[EXCERPT Boundary: Start]
It all began with a rabbit: In 1927, Walt Disney created a character for Universal Studios called Oswald the Lucky Rabbit. But after a dispute, he branched out, and along with his most loyal animator Ubbe Iwerks (who did all the drawings) turned the rabbit into a mouse.
A mouse called Mortimer: But apparently, Mrs Disney hated the name and suggested he be called Mickey.
How Mickey became a mouse: Walt grew up on a farm and so animals showed up frequently in his works. There are several stories about what inspired him: a mouse that would creep into the offices where he worked in Kansas City, and which he fed crumbs to; the Disneys were on a train and the whistle sounded like ‘maowww-a-mouse’.
The beginning: The first two Mickey Mouse shorts – Plane Crazy (it was screened to an audience on May 15, 1928)and The Gallopin’ Gaucho – couldn’t find distributors at first. Then, Disney, inspired by the musical film The Jazz Singer, updated his mouse: Steamboat Willie hit the screens on November 18, 1928 – with synchronised music and sound effects. Everybody loved it. “It is an ingenious piece of work with a good deal of fun,’’ said The New York Times. “It growls, whines, squeaks and makes various other sounds that add to its mirthful quality.’’ Mickey became the first non-human to win an Oscar.
He had swag: He was skinny, had a long face, a curling tail. “He started out as a sadistic, ratlike, sexist pig…,” according to animation historian John Canemaker, “He was despicable.” During the Roaring Twenties – the time of The Great Gatsby life – this rogue-like mouse was a hero.
The makeover: But the Great Depression of the Thirties changed things. Americans were looking for a new kind of star: humble and nice, someone who would take on life’s great challenges. So in 1935, Mickey was given a pear-shaped body, pupils, white gloves and a smaller, cuter nose. His features were now rounder and so were his shoes, he wore white gloves. He was no longer rat-like, but lovable.
He was loved ’round the world: In France as Michel Souris; in Italy, Topolino; in Japan, Miki Kuchi; in Spain, Miguel Ratoncito; in Latin America, El Raton Miguelito; in Sweden, Muse Pigg, and in Russia, Mikki Maus.
During World War 2, the password of the Allied Supreme Headquarters in Europe was Mickey Mouse.
[EXCERPT Boundary: End]
▸ **LIST OF TASKS**:
(1) In one to three sentences, explain why Mickey was redesigned in 1935, according to the Mickey Mouse history.
(2) Return the passage of the Mickey Mouse history that begins at the words "The makeover: But" and stops after "was Mickey Mouse.".
(3) Resume the Mickey Mouse history from its last sentence.
The entries after this text have nothing to do with the work here.
[DATASET EXTRACT Boundary: Start]
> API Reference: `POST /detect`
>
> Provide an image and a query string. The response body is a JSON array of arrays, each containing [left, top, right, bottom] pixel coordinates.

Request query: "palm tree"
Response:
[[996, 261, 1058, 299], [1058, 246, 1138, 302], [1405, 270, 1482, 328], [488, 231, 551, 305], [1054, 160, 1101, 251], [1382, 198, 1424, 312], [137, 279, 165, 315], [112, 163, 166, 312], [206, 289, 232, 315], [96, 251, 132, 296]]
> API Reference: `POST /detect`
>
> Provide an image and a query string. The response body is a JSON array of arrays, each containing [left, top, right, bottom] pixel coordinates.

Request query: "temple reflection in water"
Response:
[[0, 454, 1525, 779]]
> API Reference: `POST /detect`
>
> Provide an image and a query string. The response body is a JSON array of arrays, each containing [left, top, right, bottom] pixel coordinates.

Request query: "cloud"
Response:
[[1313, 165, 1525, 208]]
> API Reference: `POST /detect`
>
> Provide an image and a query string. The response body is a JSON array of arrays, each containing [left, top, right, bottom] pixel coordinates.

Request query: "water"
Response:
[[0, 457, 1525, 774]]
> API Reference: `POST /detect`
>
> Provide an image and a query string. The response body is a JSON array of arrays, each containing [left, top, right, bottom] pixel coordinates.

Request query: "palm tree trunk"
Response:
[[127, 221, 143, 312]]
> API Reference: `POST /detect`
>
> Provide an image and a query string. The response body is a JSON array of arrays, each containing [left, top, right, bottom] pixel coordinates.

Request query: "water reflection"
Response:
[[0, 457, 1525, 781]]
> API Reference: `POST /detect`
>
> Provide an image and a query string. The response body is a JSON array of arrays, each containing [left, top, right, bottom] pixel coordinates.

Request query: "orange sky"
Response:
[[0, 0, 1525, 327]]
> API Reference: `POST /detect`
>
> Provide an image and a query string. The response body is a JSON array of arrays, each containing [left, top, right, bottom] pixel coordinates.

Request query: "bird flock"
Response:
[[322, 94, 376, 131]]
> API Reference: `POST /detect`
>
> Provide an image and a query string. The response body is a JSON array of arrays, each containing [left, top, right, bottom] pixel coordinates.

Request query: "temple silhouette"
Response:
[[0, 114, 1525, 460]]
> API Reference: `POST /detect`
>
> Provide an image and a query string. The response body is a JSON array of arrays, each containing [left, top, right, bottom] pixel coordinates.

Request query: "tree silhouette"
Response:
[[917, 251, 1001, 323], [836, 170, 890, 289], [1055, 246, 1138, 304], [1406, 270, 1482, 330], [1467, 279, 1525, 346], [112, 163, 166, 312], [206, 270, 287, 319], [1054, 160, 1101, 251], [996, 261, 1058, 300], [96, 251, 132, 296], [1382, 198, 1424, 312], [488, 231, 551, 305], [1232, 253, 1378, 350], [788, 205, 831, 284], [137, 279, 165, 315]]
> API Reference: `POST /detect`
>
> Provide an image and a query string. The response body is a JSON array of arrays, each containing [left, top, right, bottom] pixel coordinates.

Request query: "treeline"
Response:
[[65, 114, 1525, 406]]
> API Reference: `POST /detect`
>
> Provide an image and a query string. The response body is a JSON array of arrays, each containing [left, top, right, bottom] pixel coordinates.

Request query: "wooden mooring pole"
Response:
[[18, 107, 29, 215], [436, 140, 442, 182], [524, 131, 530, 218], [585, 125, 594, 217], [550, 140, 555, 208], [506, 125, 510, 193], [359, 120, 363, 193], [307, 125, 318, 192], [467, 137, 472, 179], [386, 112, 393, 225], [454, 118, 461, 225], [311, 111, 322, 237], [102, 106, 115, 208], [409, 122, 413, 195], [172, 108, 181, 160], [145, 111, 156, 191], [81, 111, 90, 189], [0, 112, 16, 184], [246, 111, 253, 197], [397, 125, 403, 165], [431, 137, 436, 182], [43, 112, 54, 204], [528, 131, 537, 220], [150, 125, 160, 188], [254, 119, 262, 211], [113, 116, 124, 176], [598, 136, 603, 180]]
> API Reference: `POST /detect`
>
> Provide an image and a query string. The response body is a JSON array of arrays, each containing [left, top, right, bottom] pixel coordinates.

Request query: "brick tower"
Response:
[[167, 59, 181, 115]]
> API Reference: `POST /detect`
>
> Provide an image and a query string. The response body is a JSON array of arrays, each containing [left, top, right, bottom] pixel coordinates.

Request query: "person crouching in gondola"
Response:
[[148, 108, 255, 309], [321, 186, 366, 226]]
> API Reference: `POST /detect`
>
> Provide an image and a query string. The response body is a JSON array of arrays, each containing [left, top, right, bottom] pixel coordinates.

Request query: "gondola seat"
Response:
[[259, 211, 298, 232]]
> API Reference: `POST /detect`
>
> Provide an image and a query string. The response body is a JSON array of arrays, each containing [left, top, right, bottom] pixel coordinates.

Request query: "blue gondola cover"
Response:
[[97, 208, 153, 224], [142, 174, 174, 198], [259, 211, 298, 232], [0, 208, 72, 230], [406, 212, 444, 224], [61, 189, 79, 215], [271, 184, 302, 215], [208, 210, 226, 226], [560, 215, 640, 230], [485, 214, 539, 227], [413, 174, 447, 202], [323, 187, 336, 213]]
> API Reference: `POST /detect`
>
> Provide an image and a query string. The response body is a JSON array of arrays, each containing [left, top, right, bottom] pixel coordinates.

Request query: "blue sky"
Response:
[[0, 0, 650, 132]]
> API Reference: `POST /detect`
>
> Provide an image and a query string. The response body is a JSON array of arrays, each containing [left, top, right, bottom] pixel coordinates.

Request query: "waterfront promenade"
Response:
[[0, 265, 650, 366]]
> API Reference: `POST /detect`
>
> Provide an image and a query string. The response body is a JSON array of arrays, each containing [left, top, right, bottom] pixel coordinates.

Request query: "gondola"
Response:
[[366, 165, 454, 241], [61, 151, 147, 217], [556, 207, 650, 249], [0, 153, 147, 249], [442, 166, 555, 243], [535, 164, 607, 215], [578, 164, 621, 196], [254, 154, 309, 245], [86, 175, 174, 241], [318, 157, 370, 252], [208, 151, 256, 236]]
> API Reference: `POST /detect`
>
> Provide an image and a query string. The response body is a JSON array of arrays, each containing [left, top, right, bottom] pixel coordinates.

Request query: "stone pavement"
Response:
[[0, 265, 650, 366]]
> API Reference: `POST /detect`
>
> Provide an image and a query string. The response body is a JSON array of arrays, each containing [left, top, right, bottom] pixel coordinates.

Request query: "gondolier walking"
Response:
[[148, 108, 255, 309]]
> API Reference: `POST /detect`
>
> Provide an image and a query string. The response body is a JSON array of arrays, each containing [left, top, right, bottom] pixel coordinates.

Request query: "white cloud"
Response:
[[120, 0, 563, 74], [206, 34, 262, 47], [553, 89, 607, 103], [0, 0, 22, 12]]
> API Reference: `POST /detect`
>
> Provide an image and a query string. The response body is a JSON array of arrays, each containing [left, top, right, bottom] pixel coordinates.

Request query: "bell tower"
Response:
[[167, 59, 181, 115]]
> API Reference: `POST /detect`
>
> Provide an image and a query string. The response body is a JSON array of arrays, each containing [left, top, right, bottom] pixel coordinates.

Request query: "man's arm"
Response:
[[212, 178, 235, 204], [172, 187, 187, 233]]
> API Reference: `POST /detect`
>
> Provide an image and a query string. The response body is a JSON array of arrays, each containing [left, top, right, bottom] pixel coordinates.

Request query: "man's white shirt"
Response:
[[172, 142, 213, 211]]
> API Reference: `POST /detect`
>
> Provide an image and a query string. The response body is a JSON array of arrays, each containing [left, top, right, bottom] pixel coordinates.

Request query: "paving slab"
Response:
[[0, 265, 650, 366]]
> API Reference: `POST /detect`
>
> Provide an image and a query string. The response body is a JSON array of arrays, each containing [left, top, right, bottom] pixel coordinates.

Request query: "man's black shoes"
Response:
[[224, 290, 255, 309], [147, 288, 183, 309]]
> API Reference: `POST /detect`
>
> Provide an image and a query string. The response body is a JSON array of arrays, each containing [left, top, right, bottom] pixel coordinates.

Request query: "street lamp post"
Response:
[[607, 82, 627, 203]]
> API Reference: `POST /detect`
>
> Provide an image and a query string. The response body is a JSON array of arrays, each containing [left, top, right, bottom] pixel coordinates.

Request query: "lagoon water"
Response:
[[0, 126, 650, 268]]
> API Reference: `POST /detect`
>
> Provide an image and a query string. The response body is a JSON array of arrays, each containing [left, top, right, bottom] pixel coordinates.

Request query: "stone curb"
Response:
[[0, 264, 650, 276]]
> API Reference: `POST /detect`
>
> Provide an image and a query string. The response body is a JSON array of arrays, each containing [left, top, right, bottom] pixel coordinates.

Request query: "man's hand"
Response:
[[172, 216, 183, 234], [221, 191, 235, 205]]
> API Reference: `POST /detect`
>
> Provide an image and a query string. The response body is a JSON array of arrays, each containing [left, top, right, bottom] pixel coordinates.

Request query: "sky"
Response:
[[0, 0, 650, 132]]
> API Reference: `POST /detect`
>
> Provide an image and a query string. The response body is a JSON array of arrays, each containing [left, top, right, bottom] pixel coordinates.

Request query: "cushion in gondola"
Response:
[DATASET EXTRACT Boundary: End]
▸ **PER-TASK ANSWERS**:
(1) The Great Depression of the 1930s changed what Americans wanted in a star. They were looking for someone humble and nice who would take on life's great challenges. Mickey was reshaped from a rat-like rogue into a lovable character.

(2)
The makeover: But the Great Depression of the Thirties changed things. Americans were looking for a new kind of star: humble and nice, someone who would take on life’s great challenges. So in 1935, Mickey was given a pear-shaped body, pupils, white gloves and a smaller, cuter nose. His features were now rounder and so were his shoes, he wore white gloves. He was no longer rat-like, but lovable.
He was loved ’round the world: In France as Michel Souris; in Italy, Topolino; in Japan, Miki Kuchi; in Spain, Miguel Ratoncito; in Latin America, El Raton Miguelito; in Sweden, Muse Pigg, and in Russia, Mikki Maus.
During World War 2, the password of the Allied Supreme Headquarters in Europe was Mickey Mouse.

(3)
Not everybody liked him: Least of all the Nazis. A German newspaper excerpt from the time: “Mickey Mouse is the most miserable ideal ever revealed… The greatest bacteria carrier in the animal kingdom cannot be the ideal type of animal… Away with Jewish brutalisation of the people! Down with Mickey Mouse! Wear the Swastika Cross!”
Early retirement: At 25, Mickey Mouse went on a break for three decades: he didn’t appear between the 1953 cartoon short, The Simple Things, and the 1983 Mickey’s Christmas Carol. But this is the time he was busy doing other things: selling merchandise by the millions.
Why Mickey’s still the same: In the beginning, the idea was to make him stay current – but then after the Second World War, Walt Disney didn’t allow any changes: because by now, according to a biography on (and titled) Disney’s World, Disney is described as “having walked, talked and even eaten like his prized mouse for long periods of time.” By the late 1940s, “Mickey Mouse had become a son, an alter ego and a good luck charm to Walt Disney. The mouse would not be allowed to change even if it killed his acting career” – according to the book A Mickey Mouse Reader. But Mickey was meant for greater things: even 50 years after Walt’s death, he continues to be the face of Disney.
So are you YouTubeing good ol’ Mickey Mouse?
*Walt Disney often said – and this is very inspiring – “I only hope that we never lose sight of one thing – that it was all started by a mouse.”